**INSTRUCTIONS TO FOLLOW**
Find each line of the material that contains the word "this" and copy those lines. Case counts.

**DATASET EXCERPTS**
-*-*-
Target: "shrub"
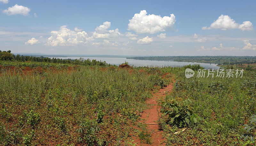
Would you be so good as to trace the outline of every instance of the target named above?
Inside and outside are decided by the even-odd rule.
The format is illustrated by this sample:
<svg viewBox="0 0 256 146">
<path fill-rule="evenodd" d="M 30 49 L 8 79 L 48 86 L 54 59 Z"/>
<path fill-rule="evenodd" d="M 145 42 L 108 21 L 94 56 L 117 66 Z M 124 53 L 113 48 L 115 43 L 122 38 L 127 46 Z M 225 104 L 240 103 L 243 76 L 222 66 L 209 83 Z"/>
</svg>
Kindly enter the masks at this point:
<svg viewBox="0 0 256 146">
<path fill-rule="evenodd" d="M 244 140 L 245 142 L 247 138 L 250 137 L 252 142 L 255 142 L 254 137 L 255 136 L 255 127 L 256 126 L 256 115 L 253 114 L 249 117 L 249 125 L 244 125 L 244 130 L 246 131 L 245 133 L 242 135 L 241 138 L 244 138 Z"/>
<path fill-rule="evenodd" d="M 97 136 L 100 132 L 100 128 L 94 125 L 90 121 L 82 122 L 79 125 L 79 128 L 76 130 L 78 133 L 78 138 L 77 141 L 78 142 L 85 142 L 88 146 L 108 145 L 109 142 L 107 141 L 104 135 Z"/>
<path fill-rule="evenodd" d="M 189 124 L 191 119 L 192 122 L 196 124 L 199 120 L 202 119 L 193 116 L 195 111 L 193 106 L 191 105 L 192 103 L 192 101 L 190 99 L 182 102 L 170 99 L 167 102 L 162 102 L 164 108 L 161 109 L 160 112 L 164 115 L 168 115 L 172 125 L 184 127 L 186 124 Z"/>
</svg>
-*-*-
**WRITTEN REPLY**
The format is illustrated by this sample:
Kindly enter the masks at this point:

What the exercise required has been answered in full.